> **Things to do**:
a. Summarize the excerpt on Act 73 committee appropriations in three sentences.
b. Pick up the excerpt on Act 73 committee appropriations after its closing sentence and write what comes next.

> **Document extract**:
Joint Fiscal Office materials summarized Act 73 appropriations as the committee received them. The packet presented an initial Act 73 set of appropriations totaling $2,865,000 that included transition grants and contractual services amounts. Committee staff explained changes in the conference language that reduced contractual services at the Agency of Education while increasing funding available for transition grants; the document described those adjustments as a net neutral change of 1,252,500 in one discussion box.
Appropriations testimony described requests to restore an Agency of Education appropriation to $2,100,000 and noted additional requests, including a $130,000 appropriation to fund a limited-service position at the State Board of Education tied to education transformation work. The committee record also referenced a $1,300,000 general-fund appropriation to the Agency of Transportation for disaster relief and discussion of shifting that amount to a pilot special fund to free up general-fund resources.
Other education-related budget items in committee materials included $75,000 for a pre-K financing report for the fiscal office, four positions at the Agency of Education for the school construction division, and a $900,000 transfer to the school construction aid special fund; those items were grouped in a list of additional appropriations totaling $1,475,000 in one document.
Appropriations members also reviewed language moving a rural industry development grant program from session law into statute, with transitional protections for previously awarded grants and a reimbursement rate of 50% for invoices not fully paid out prior to an effective date, as reflected in committee materials.
Separately, Appropriations and Finance members discussed the data-broker bill’s budget implications, including the $50,000 consultant appropriation in the House draft and estimates of additional fee revenue if registration fees are raised.

> **Data shown**:
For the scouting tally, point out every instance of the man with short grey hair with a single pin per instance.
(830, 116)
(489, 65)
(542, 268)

> **Responses to the exercise**:
a. Joint Fiscal Office materials presented an initial Act 73 package of appropriations totaling $2,865,000, and conference changes reduced Agency of Education contractual services while increasing transition grant funding. Testimony covered requests to restore an Agency of Education appropriation to $2,100,000 and to fund a $130,000 limited-service position at the State Board of Education, along with other education items totaling $1,475,000. Members also reviewed moving a rural industry development grant program from session law into statute and discussed the data-broker bill's budget implications, including a $50,000 consultant appropriation.

b.
Natural Resources & Energy
Natural Resources & Energy committee discussion included review of study language and data needs tied to a certificate-of-public-good process and environmental assessments. Committee members said they worked with the Public Utility Commission, Department of Public Service and ANR to narrow study scope to data the agencies could reasonably produce.
House Education
House Education held a session to consider Senate amendments to a miscellaneous education bill and ran through provisions the committee had passed earlier. Committee minutes noted adjustments to a moratorium on new independent schools, inclusion of an interstate compact, and expanded criminal background checks for Agency of Education employees among the items the committee reported out.
Conclusion
Meetings on May 28 across the Senate and House Education, Senate Finance and Senate Appropriations committees addressed modifications to CTE access and credit-transfer language, an expansion of data-broker registration, fee and penalty structures with associated study funding, and multiple education appropriation and budget-realignment items tied to Act 73 and H.955. Committees discussed statutory language, implementation dates, and fiscal impacts as part of their review of the bills and budget documents.